Text under study:

Alcohol Beverages Australia (ABA) and Spirits & Cocktails Australia have refuted the advice cited in the National Health and Medical Research Council’s (NHMRC) revised guidelines for safe drinking.
In the new national guidelines – the first issued in 11 years – adopted by the federal government and released this morning, NHMRC recommends a maximum 10 standard drinks a week for those who want to reduce their risk of alcohol-related harm.
Alcohol Beverages Australia CEO Andrew Wilsmore said: “This is not a call for Australians to drink more but a call for transparent advice to ensure Australian men and women are fully informed of the risks based on the number of occasions they choose to drink in a week…
“Considering that Government research found that the public considered the 2009 Guidelines ‘unrealistic’, these harsher, more restrictive, less balanced and poorly targeted Draft Guidelines do not provide more hope of being found to be acceptable by the public, and arguably stand far less chance of public acceptance.
“Australians should not be made to feel guilty about enjoying a drink or a couple sharing a bottle of wine over dinner.”
Spirits & Cocktails Australia – which is a part of the ABA – issued a statement in support of the position saying the guidelines are opaque, misleading, confusing and frightening. Spirits & Cocktails Australia chief executive, Greg Holland, said:
“With the vast majority of Australians already making responsible choices about their alcohol consumption, it is disappointing to see the confusion generated by the National Health and Medical Research Council’s revised guidelines for safe drinking.
“There is simply no room for scare tactics when it comes to health recommendations.”

Problems and tasks:
A – In the drinking guidelines article, what weekly maximum does the NHMRC recommend for those who want to reduce their risk of alcohol-related harm?
B – Say whether each statement agrees with the drinking guidelines article, answering yes or no and quoting the deciding words: (i) The new guidelines are the first issued in 11 years. (ii) Greg Holland is the CEO of Alcohol Beverages Australia. (iii) Spirits & Cocktails Australia is part of the ABA.
C – Return the part of the drinking guidelines article starting with "In the new national" and going on through "of public acceptance.".

(Stored dataset items)

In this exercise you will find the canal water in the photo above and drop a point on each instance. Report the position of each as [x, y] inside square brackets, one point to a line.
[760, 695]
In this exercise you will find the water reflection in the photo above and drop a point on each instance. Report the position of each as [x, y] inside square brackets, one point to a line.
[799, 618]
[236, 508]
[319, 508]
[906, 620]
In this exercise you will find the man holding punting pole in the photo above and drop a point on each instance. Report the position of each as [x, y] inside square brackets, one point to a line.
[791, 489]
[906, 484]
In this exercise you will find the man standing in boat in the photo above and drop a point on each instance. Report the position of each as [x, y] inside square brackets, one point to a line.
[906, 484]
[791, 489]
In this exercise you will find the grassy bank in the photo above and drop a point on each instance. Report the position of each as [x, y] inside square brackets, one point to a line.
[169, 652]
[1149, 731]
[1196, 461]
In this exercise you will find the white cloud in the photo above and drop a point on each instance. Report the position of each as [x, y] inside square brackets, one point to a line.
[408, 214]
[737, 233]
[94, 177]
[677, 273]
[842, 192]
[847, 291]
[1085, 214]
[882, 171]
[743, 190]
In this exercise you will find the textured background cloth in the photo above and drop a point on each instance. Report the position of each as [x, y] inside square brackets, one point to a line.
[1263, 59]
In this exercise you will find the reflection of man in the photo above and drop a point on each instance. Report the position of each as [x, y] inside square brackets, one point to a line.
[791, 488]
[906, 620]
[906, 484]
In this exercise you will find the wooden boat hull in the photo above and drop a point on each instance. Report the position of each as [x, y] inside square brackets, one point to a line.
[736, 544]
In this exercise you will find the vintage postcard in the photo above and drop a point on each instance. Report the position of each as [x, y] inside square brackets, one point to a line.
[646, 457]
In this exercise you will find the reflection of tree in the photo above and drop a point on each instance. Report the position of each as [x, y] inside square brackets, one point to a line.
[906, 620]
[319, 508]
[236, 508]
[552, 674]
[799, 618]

Solutions in order:
A – A maximum of 10 standard drinks a week.

B –
(i) Yes: "the first issued in 11 years"
(ii) No: "Alcohol Beverages Australia CEO Andrew Wilsmore"
(iii) Yes: "which is a part of the ABA"

C –
In the new national guidelines – the first issued in 11 years – adopted by the federal government and released this morning, NHMRC recommends a maximum 10 standard drinks a week for those who want to reduce their risk of alcohol-related harm.
Alcohol Beverages Australia CEO Andrew Wilsmore said: “This is not a call for Australians to drink more but a call for transparent advice to ensure Australian men and women are fully informed of the risks based on the number of occasions they choose to drink in a week…
“Considering that Government research found that the public considered the 2009 Guidelines ‘unrealistic’, these harsher, more restrictive, less balanced and poorly targeted Draft Guidelines do not provide more hope of being found to be acceptable by the public, and arguably stand far less chance of public acceptance.